CHALLENGE: How many lines in the records below contain the word "striped"? Reply with the number alone.

RECORDS TO PROCESS:

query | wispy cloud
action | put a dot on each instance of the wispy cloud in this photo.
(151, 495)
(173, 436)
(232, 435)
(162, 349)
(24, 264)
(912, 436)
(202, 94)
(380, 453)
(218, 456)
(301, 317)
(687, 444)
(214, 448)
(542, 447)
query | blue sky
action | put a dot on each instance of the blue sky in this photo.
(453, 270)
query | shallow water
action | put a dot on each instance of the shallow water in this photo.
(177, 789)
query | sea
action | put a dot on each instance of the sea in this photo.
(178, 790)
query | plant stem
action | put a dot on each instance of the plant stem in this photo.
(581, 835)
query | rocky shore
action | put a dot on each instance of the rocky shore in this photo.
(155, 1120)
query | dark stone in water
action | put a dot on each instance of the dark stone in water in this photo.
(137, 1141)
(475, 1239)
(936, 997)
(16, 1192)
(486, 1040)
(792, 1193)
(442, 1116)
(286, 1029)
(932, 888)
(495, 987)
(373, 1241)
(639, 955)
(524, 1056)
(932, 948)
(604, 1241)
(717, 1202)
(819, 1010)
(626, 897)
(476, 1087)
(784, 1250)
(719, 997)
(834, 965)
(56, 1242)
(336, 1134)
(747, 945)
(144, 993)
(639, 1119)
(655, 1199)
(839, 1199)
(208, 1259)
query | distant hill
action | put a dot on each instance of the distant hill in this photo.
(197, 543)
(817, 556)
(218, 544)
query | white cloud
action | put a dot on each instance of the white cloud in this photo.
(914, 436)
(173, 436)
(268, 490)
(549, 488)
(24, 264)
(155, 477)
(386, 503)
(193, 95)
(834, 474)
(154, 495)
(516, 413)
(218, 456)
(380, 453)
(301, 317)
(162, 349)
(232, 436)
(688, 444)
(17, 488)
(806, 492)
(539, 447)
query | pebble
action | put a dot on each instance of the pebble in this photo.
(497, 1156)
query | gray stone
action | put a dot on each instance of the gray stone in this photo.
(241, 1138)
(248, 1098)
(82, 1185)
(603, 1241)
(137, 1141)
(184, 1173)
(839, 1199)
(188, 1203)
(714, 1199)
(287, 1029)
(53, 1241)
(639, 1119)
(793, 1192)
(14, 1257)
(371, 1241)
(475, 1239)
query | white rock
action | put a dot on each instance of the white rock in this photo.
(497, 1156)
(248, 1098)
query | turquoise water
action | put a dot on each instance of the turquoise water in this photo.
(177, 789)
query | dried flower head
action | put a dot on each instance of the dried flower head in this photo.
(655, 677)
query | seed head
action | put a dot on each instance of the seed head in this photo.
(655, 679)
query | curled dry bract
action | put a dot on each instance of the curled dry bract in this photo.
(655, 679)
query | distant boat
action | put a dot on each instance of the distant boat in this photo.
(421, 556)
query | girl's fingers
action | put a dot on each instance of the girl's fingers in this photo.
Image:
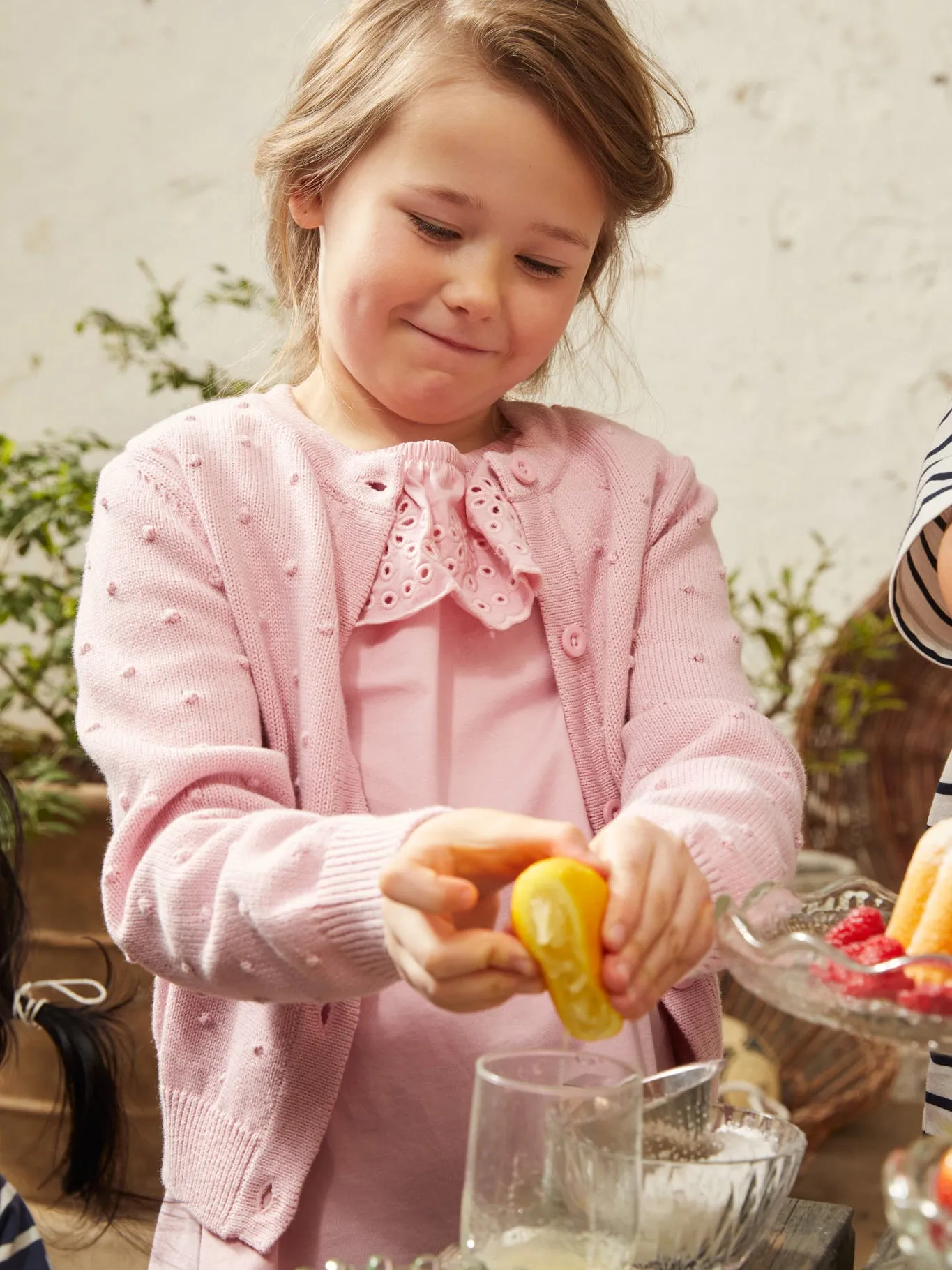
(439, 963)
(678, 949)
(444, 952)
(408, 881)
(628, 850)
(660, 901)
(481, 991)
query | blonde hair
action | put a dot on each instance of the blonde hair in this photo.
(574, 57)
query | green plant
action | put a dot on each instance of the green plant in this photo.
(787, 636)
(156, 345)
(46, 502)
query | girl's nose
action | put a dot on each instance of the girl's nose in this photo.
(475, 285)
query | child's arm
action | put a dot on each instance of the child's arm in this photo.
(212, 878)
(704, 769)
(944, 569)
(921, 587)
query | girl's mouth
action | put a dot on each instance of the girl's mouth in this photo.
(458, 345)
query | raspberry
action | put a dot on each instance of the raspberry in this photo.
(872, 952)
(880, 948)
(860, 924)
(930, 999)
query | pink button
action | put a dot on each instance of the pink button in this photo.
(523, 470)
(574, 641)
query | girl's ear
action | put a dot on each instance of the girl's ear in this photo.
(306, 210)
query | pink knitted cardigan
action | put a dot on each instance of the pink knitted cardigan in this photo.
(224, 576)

* * *

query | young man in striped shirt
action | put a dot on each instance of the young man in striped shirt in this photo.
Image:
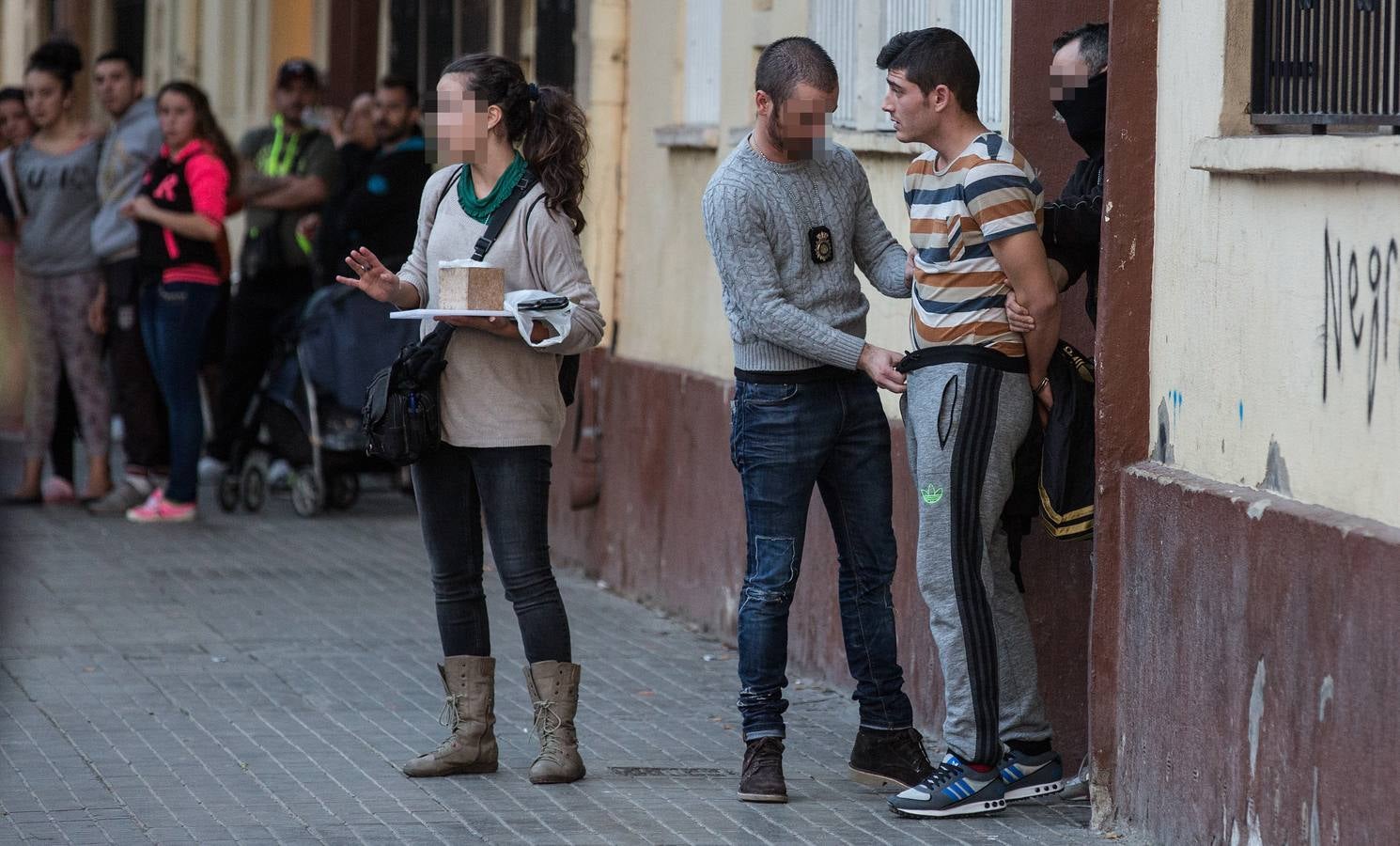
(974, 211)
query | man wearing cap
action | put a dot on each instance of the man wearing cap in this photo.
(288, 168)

WRITTEN RESPONSE: 2